## Begin Listed entries

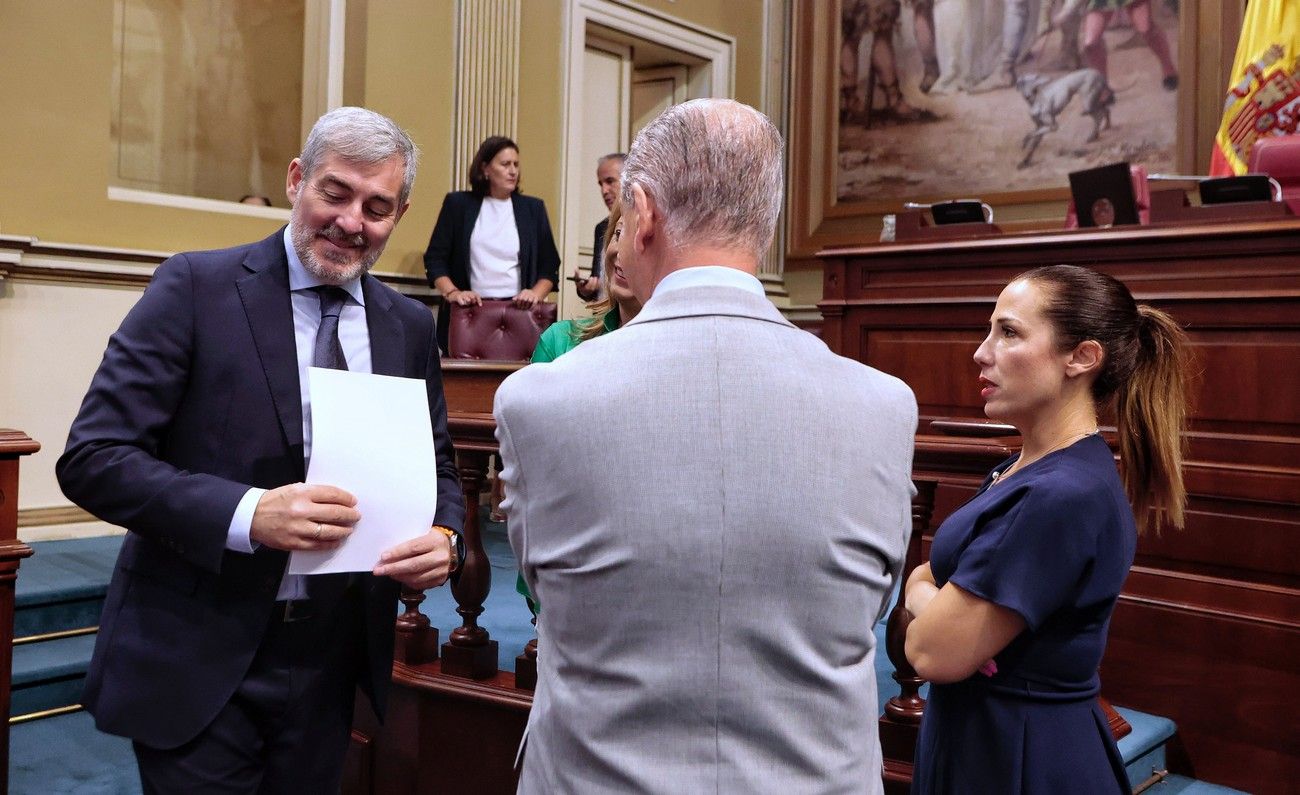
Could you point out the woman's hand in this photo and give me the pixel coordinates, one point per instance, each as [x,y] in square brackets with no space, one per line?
[586,289]
[466,298]
[919,590]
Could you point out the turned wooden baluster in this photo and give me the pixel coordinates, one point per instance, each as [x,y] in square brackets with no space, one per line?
[416,639]
[469,651]
[901,720]
[908,706]
[525,665]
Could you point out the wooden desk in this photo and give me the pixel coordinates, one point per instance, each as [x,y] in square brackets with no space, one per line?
[1208,628]
[13,446]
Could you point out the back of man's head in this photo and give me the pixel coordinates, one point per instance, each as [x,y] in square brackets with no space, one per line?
[713,168]
[362,137]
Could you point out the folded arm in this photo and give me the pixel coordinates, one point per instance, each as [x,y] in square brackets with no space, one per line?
[953,633]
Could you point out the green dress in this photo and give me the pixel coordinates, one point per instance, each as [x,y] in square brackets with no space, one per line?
[557,340]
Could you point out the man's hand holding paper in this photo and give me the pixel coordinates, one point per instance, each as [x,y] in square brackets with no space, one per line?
[372,441]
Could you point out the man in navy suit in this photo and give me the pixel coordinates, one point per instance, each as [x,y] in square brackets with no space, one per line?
[229,674]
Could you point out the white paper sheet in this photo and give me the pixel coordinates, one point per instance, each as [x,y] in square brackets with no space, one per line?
[372,438]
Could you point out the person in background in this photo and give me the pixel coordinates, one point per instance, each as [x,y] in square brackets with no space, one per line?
[492,242]
[609,169]
[615,309]
[228,673]
[709,580]
[1009,617]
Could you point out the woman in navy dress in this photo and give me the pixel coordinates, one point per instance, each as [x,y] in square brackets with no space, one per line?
[1010,613]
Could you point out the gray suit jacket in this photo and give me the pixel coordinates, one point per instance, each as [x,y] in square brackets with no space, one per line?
[711,542]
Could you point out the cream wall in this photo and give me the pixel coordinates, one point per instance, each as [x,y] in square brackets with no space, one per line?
[55,174]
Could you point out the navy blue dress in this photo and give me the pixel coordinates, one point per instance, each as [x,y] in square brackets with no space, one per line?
[1053,542]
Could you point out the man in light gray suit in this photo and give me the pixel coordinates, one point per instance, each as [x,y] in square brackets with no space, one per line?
[713,544]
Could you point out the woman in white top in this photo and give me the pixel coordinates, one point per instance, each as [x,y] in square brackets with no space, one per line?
[492,242]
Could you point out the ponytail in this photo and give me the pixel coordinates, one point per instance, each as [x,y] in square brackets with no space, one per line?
[1151,412]
[1145,356]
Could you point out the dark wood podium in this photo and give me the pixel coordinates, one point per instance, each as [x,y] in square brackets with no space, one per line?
[1208,628]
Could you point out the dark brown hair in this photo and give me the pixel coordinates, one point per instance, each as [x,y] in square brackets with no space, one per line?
[601,308]
[488,150]
[1143,370]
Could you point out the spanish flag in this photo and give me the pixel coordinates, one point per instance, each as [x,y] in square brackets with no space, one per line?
[1264,90]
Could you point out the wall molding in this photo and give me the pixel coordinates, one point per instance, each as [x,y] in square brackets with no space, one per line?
[486,90]
[25,259]
[55,515]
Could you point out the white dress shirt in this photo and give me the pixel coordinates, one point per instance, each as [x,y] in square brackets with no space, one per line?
[354,335]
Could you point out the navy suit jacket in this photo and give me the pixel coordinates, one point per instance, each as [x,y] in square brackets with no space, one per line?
[198,399]
[449,246]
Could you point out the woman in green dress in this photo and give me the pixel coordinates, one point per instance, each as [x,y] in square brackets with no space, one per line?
[607,313]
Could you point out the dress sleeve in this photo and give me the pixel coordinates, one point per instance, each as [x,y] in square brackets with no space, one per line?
[1034,556]
[550,346]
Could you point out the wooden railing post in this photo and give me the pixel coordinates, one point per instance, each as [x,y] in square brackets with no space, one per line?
[13,446]
[416,638]
[908,706]
[469,651]
[901,720]
[525,665]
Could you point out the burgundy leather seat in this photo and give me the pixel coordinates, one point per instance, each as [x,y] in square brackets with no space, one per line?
[497,331]
[1278,156]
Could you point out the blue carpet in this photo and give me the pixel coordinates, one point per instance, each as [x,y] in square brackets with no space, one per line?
[61,586]
[39,757]
[68,755]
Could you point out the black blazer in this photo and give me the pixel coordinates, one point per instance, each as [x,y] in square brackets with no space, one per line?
[196,399]
[449,246]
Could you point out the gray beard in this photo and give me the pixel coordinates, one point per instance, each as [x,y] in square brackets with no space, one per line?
[302,239]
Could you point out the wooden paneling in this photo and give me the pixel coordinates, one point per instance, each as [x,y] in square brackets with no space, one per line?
[1208,628]
[13,447]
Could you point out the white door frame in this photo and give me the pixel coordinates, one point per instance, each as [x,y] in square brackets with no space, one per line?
[716,50]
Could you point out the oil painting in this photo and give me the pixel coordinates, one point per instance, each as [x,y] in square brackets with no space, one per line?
[943,99]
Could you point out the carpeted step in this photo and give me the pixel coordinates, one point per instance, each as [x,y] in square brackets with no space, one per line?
[68,755]
[63,585]
[50,674]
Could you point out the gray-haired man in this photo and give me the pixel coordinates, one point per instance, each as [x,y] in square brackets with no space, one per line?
[710,551]
[229,674]
[609,172]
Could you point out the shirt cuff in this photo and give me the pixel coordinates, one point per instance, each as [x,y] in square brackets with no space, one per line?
[241,524]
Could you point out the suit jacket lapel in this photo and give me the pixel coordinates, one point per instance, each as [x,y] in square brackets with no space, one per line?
[388,337]
[527,240]
[269,311]
[467,227]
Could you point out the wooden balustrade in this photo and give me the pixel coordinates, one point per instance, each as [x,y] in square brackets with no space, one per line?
[13,446]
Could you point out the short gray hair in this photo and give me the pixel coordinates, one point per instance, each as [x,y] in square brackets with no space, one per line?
[714,169]
[362,137]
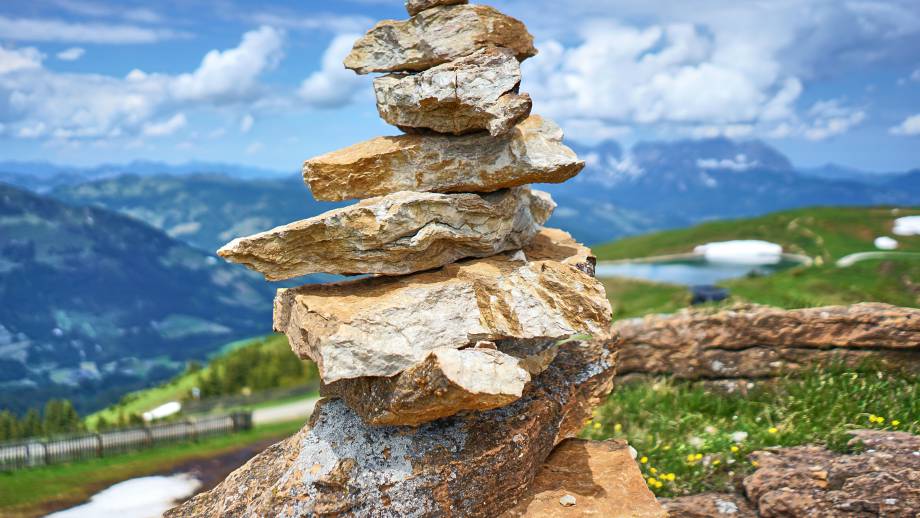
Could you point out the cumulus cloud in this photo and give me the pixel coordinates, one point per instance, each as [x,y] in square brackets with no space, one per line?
[166,127]
[71,54]
[41,102]
[333,85]
[231,74]
[909,127]
[38,29]
[739,163]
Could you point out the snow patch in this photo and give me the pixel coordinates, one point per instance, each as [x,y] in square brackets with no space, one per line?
[885,243]
[741,252]
[907,226]
[145,497]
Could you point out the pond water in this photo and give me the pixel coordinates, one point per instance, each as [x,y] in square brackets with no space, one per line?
[689,272]
[136,498]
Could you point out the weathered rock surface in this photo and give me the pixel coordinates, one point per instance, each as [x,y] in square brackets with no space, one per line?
[416,6]
[436,36]
[760,341]
[474,93]
[400,233]
[470,465]
[531,153]
[602,477]
[709,505]
[446,382]
[883,480]
[382,326]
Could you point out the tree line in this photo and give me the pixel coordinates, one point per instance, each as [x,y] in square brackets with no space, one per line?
[58,417]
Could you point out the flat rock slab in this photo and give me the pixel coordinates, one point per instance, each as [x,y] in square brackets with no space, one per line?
[470,465]
[532,152]
[474,93]
[381,326]
[760,341]
[602,477]
[416,6]
[400,233]
[444,383]
[436,36]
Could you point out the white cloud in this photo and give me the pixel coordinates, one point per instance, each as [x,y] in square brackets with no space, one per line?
[20,59]
[831,118]
[246,123]
[71,54]
[232,74]
[64,106]
[333,85]
[909,127]
[739,163]
[36,29]
[166,127]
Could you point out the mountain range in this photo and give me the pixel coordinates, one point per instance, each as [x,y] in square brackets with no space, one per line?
[108,280]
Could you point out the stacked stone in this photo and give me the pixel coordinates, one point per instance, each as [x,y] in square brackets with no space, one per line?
[452,371]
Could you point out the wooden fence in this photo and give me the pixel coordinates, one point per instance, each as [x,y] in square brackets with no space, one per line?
[42,452]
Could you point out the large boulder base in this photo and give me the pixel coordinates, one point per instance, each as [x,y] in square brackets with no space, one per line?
[383,325]
[474,93]
[602,477]
[531,153]
[881,479]
[760,341]
[470,465]
[437,36]
[397,234]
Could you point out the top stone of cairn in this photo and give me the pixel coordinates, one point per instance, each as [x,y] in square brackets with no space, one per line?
[435,36]
[416,6]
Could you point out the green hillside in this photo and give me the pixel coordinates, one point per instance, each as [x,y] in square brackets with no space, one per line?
[825,234]
[243,366]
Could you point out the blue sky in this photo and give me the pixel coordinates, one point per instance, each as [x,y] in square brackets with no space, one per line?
[261,83]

## End Listed entries

Please copy out the records word for word, from the line with "Could you point out the green hillside" through the end of the records.

Could you point out the green hillside in this photo and give me the pixel coordinates, one point per instance, each as [x,y] in square brackets with no space, one per line?
[825,234]
[243,366]
Could you point out the blue sky in this photo and give me the pixel coordinates, one point per instance, each as [x,y] in square brackets with no space, one per line?
[261,83]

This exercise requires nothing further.